Document segment:
= Beginning of Section =
Devices of the computing system can include, for example, a computer, a computer with a browser device, a telephone, an IP phone, a mobile computing device (e.g., cellular phone, personal digital assistant (PDA) device, smart phone, tablet, laptop computer, electronic mail device), and/or other communication devices. The browser device includes, for example, a computer (e.g., desktop computer and/or laptop computer) with a World Wide Web browser (e.g., Chrome™ from Google, Inc., Microsoft® Internet Explorer® available from Microsoft Corporation, and/or Mozilla® Firefox available from Mozilla Corporation). Mobile computing device include, for example, a Blackberry® from Research in Motion, an iPhone® from Apple Corporation, and/or an Android™-based device. IP phones include, for example, a Cisco® Unified IP Phone 7985G and/or a Cisco® Unified Wireless Phone 7920 available from Cisco Systems, Inc.

Comprise, include, and/or plural forms of each are open ended and include the listed parts and can include additional parts that are not listed. And/or is open ended and includes one or more of the listed parts and combinations of the listed parts.
= End of Section =
Problems to solve:
• a. Name every web browser that the device passage mentions.
• b. Pick up the passage on computing devices after its final sentence and keep writing it.

Extracted information:
= Beginning of Section =
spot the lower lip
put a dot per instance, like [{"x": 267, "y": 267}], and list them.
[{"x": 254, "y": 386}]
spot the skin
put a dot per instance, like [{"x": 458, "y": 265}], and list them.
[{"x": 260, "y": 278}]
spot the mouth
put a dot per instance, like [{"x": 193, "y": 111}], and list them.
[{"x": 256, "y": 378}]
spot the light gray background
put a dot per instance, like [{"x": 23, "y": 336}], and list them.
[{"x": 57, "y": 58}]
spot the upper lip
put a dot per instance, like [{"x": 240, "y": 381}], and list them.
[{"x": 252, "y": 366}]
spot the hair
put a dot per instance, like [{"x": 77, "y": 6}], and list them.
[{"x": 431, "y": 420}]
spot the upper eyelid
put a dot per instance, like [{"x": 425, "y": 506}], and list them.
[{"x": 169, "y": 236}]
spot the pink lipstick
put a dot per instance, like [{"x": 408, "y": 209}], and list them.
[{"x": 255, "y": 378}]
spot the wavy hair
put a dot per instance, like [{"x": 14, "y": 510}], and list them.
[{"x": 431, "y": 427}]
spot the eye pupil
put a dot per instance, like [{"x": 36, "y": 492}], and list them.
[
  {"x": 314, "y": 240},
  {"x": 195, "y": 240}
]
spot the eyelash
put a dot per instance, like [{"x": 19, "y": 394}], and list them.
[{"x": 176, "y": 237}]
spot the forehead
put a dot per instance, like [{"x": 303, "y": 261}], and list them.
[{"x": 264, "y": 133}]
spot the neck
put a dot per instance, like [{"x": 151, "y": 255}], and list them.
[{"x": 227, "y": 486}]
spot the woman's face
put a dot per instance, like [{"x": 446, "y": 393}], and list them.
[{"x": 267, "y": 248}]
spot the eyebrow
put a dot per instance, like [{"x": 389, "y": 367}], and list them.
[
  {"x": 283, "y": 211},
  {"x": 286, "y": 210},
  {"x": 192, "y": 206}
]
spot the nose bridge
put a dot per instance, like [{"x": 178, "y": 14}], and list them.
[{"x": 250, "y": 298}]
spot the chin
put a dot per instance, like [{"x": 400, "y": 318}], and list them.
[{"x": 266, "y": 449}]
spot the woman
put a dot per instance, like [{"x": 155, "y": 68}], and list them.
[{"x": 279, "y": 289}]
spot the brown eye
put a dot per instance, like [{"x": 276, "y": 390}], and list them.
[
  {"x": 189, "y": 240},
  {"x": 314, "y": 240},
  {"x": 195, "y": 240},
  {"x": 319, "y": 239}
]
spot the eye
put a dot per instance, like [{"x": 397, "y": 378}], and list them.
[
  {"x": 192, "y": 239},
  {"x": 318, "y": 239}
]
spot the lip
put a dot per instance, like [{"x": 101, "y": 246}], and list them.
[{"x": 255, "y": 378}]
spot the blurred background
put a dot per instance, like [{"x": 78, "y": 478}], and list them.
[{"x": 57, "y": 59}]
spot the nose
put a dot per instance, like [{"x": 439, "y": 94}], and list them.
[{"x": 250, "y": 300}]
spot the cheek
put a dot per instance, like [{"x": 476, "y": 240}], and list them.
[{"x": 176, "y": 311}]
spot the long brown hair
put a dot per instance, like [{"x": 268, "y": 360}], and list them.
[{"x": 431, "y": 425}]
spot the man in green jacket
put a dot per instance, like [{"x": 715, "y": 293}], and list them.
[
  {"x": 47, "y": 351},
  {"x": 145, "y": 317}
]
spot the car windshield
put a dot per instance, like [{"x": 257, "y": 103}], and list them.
= End of Section =
Solved tasks:
• a. Chrome™ from Google, Inc.; Microsoft® Internet Explorer® from Microsoft Corporation; Mozilla® Firefox from Mozilla Corporation

• b.
One skilled in the art will realize the subject matter may be embodied in other specific forms without departing from the spirit or essential characteristics thereof. The foregoing embodiments are therefore to be considered in all respects illustrative rather than limiting of the subject matter described herein.

EXAMPLES

Example 1—Practical Results from the Implementation of the Question-Answer Evaluation Module

A practical application of the evaluation module was conducted on question-answer pairs generated from internal operations policies, using the framework outlined above.

Question relevance scores: the average cosine similarity between the question and context embeddings was 0.81. This high score indicates that the generated questions were highly relevant to the context of the operations policies.

Answer quality scores: the large language model evaluated the quality of the generated answers based on seven criteria: relevance, accuracy, completeness, informativeness, quality, coherence, and attributability. The average scores are Relevance (99.7%), Accuracy (94.7%), Completeness (67.1%), Informative (91.3%), Quality (95.3%), Coherence (99.9%), Attributability (99.5%).

The overall quality of the answers was rated as 8.9 out of 10, indicating a high level of quality in the generated answers.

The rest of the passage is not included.